As we have learned a bit about this protocol, let’s quickly understand what’s so special about this protocol.
Before we delve deep, it is important to note that Compound is an entirely open protocol, which indicates that the lending process neither involves lengthy paperwork nor any intermediaries.
The compound protocol offers users a positive yield while storing assets. When dealing with Compound, a user can simply specify the asset he desires, and unlike traditional exchange, the transaction takes place instantly. Borrowers and lenders don’t have to negotiate interest rates or maturity dates. Moreover, there are no pre-defined terms; one can use the protocol as short or as long as they want and can withdraw or repay at any point in time. In this, users don’t have to wait for days or months for their loan to get matured as transactional processing is instantaneous.
How are Interest Rates Managed in Compound?
The compound protocol enables borrowers and lenders to interact directly with the protocol, rather than exchanging digital assets with one another. Now comes the question, how interest rates are set in this protocol?
Interest rates are a function of the liquidity available in each money market. Such rates fluctuate in real-time on the basis of supply and demand for the underlying asset. Here it is important to note that interest rates and liquidity are closely related, i.e., when liquidity is abundant, then interest rates are dropped while when liquidity becomes scarce, interest rates increase up. It is as simple as that.
Understanding the Concept of Lending & Borrowing Assets
Now, without any further delay, let’s understand how fair and transparent the lending and borrowing process of the Compound is.
Lending Process in Compound
The lending process in Compound seems similar to that of the banking system where customers are paid for depositing their money at the bank. Similarly, in Compound, the customer has to deposit his assets in order to earn decent interest rates. With this protocol, one could earn an interest rate on their fiat money market accounts. But unlike traditional finance systems, users at any time can withdraw their assets and start earning interest. This is because there is no duration lock neither for deposits nor credits and no penalties involved when dealing with the Compound protocol.
What user has to do is connect their wallet, select the preferred assets, specify the quantity, and then enable assets. The wallet will then ask for confirmation, and the user just needs to pay a small gas fee for the same. Finally, the assets are supplied from their wallet directly to Compound, and one can instantly begin earning interest.
Just like lending, the borrowing process is easy and instantaneous in the compound protocol. To have zero counterparty risk, in the compound protocol, borrowers have to deposit collaterals, and in fact, they are not allowed to exceed their capacity of borrowing. Thus, it does not allow borrowers to borrow or redeem that would raise the value of their borrowed assets above their capacity. Compound maintains excess collateral to ensure that there are nearly zero risks of a borrower defaulting.
Conclusion- Is Compound Safe?
Many blockchain professionals believe that the Compound is a reliable and trusted protocol for lending and borrowing as so far it has have not been breached by hackers. But the risks associated with it shouldn’t be overlooked in any sense. Many products are coming up that relies on Compound’s smart contracts, which ensure that protocol is efficient in offering the desired viable solutions. The Compound’s main design goals, such as avoiding credit risk, providing liquidity, and frequent adjustment of interest rates, is what makes this protocol unique.

* [Challenge]: In the text on the Compound protocol, what happens to interest rates when liquidity becomes scarce?

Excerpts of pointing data

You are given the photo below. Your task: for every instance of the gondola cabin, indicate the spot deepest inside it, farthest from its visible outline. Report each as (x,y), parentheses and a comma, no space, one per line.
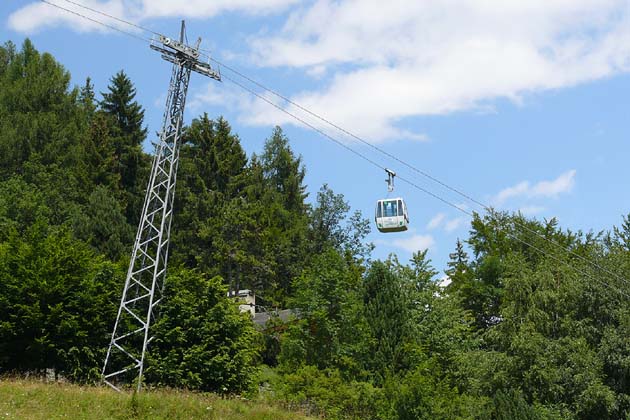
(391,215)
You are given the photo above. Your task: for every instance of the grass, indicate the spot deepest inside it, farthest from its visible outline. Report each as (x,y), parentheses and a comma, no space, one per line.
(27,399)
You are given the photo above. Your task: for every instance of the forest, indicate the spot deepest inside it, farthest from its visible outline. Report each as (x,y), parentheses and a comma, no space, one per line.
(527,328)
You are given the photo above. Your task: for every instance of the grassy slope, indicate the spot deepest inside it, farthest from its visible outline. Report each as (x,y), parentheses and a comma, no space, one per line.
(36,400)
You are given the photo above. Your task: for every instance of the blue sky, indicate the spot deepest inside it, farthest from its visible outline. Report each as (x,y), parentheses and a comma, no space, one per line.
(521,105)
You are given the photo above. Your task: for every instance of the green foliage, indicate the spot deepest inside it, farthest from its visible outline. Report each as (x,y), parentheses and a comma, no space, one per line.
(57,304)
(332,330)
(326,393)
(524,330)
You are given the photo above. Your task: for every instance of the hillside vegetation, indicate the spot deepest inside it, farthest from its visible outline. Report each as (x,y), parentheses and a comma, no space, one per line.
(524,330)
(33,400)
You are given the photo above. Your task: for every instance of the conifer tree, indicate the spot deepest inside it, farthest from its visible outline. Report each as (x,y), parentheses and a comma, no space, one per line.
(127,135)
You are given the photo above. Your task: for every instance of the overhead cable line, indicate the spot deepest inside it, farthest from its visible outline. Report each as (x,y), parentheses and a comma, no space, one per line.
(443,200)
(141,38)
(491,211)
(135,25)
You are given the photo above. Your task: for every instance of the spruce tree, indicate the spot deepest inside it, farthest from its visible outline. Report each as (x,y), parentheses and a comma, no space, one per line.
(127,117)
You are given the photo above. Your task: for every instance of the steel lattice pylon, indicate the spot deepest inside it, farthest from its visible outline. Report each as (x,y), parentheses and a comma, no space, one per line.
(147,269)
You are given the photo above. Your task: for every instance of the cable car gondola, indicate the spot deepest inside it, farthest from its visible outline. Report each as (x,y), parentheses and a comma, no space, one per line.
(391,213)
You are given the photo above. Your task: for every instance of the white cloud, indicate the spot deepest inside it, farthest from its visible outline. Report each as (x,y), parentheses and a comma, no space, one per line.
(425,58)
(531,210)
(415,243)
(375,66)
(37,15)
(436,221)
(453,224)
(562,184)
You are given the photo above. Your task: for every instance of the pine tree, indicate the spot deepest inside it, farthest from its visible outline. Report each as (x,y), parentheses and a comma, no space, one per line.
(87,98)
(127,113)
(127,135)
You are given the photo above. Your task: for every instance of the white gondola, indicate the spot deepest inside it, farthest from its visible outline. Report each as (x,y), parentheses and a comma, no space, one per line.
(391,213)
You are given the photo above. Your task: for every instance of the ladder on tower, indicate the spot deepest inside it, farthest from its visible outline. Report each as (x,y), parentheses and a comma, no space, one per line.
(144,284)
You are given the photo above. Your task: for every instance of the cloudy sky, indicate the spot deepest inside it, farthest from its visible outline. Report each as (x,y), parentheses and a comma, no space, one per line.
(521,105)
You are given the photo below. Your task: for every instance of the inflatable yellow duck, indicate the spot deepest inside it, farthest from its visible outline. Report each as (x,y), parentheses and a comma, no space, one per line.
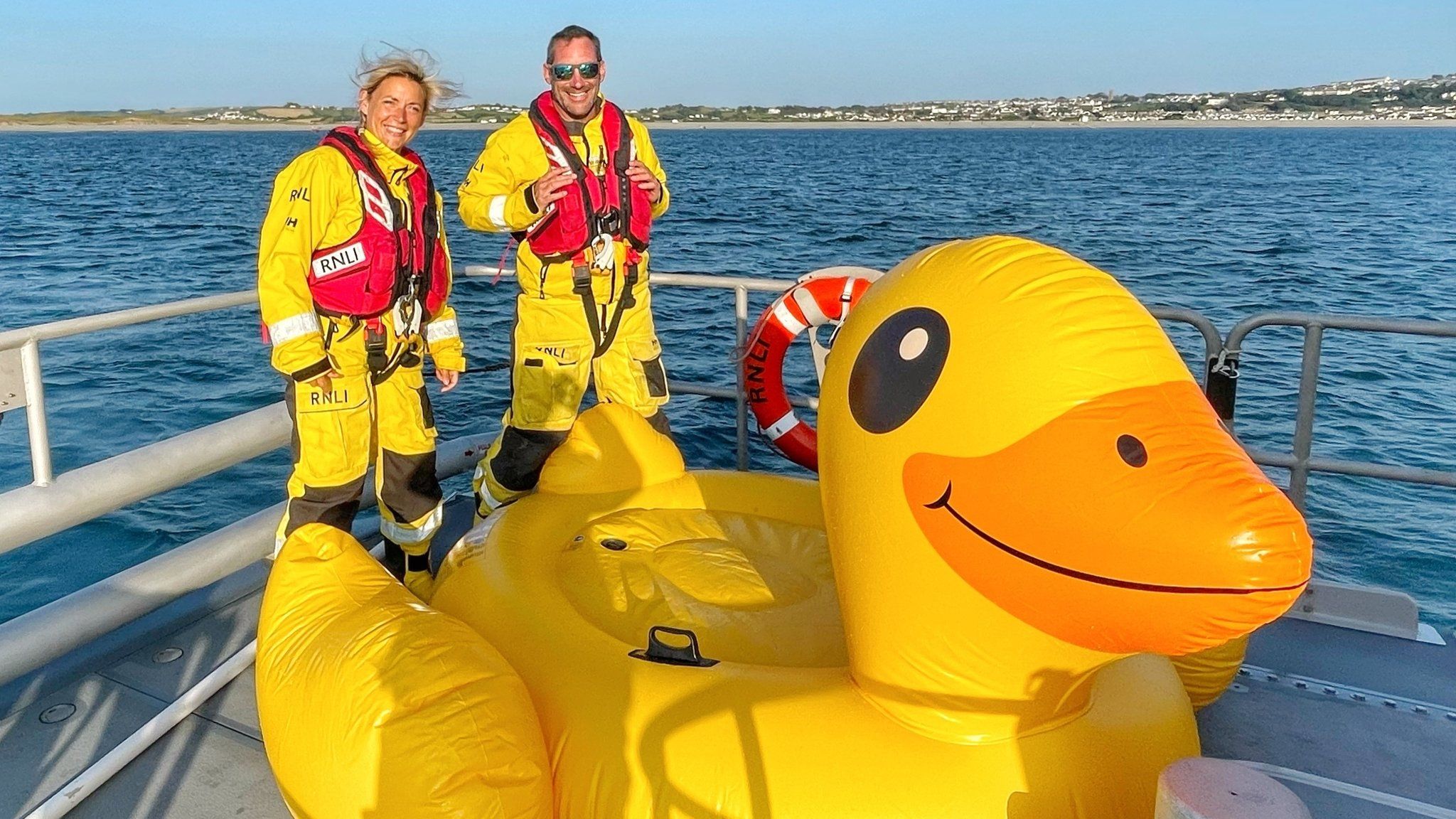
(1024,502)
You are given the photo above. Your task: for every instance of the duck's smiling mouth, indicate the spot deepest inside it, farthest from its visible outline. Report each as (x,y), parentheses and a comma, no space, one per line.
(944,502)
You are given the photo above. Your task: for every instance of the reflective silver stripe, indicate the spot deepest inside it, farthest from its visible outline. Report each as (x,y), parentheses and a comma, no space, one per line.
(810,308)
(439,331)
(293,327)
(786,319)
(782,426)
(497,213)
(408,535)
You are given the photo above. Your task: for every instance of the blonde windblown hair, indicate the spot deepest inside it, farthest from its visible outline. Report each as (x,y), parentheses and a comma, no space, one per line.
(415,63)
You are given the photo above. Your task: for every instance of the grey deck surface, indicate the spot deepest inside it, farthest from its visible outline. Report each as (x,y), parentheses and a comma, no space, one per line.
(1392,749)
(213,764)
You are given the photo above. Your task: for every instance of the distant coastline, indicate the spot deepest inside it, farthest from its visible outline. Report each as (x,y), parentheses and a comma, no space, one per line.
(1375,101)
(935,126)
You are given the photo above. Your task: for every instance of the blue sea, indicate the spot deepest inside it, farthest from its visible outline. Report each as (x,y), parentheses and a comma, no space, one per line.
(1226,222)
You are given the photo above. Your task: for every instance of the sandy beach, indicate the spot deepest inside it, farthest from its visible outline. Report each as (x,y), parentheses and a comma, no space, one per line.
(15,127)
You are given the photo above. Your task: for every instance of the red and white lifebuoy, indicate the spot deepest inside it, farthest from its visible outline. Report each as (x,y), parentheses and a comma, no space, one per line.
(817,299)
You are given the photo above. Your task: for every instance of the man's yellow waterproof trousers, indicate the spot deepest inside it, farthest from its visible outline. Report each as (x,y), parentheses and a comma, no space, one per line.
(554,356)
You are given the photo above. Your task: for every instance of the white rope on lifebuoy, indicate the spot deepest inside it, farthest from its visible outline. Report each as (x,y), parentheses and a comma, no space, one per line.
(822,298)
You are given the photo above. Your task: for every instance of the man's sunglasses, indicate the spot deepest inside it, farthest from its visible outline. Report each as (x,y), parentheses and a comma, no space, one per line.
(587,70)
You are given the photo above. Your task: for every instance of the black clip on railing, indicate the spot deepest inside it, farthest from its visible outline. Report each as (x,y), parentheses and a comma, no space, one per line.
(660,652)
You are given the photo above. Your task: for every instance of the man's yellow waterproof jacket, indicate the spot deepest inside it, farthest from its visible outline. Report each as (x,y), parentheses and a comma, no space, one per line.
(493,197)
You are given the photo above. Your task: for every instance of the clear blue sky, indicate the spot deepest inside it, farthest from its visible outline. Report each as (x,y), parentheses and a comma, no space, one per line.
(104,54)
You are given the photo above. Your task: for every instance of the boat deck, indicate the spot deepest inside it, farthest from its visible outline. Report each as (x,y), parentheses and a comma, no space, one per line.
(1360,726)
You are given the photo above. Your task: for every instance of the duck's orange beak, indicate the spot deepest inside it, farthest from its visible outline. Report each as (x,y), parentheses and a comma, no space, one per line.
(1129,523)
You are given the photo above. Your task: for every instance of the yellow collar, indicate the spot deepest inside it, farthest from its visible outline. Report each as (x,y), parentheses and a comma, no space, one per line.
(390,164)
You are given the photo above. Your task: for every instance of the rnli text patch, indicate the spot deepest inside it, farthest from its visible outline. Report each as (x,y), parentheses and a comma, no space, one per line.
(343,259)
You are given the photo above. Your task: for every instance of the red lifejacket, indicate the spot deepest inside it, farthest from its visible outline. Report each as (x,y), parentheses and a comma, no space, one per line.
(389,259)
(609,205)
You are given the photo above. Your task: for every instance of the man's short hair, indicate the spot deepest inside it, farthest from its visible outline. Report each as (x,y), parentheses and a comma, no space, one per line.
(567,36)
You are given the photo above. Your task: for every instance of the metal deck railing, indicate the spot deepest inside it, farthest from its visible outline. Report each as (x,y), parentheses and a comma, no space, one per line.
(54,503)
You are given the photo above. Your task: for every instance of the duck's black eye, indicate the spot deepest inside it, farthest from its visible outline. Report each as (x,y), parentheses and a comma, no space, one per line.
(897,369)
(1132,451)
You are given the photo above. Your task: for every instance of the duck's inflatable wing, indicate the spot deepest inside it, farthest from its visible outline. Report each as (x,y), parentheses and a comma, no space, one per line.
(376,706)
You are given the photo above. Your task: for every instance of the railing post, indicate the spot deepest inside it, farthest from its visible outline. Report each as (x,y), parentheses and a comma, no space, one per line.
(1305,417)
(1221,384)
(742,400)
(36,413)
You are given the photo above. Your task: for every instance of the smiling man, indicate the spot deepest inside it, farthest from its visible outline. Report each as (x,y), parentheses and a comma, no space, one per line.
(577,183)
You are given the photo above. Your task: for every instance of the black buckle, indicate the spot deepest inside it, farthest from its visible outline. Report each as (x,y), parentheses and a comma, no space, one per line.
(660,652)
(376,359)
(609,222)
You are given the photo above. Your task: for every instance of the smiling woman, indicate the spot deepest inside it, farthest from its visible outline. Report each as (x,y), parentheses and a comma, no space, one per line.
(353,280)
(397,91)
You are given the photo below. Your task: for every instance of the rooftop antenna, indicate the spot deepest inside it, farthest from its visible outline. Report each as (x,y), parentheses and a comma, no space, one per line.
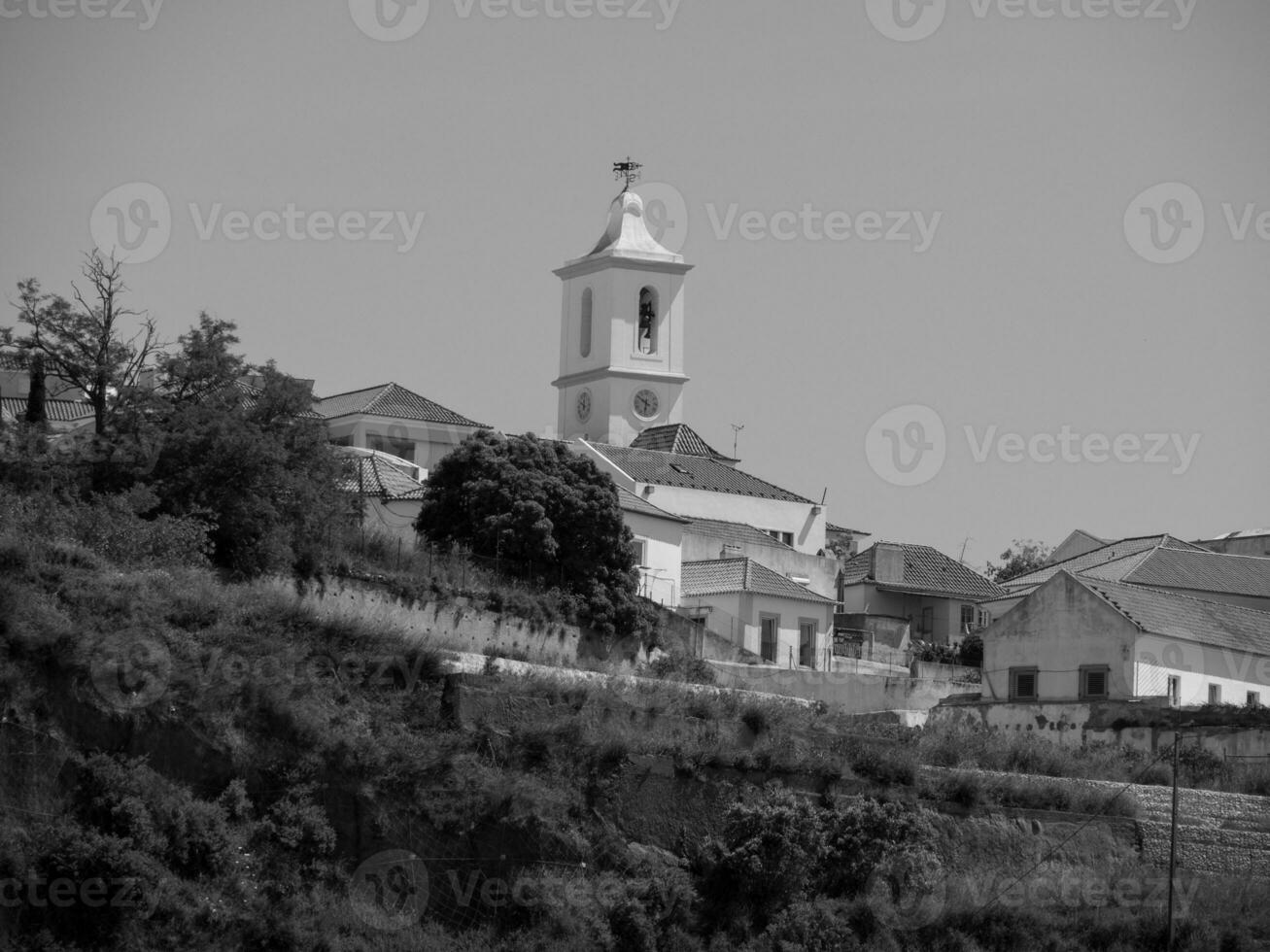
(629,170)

* [Output for this exercise]: Interest rates increase.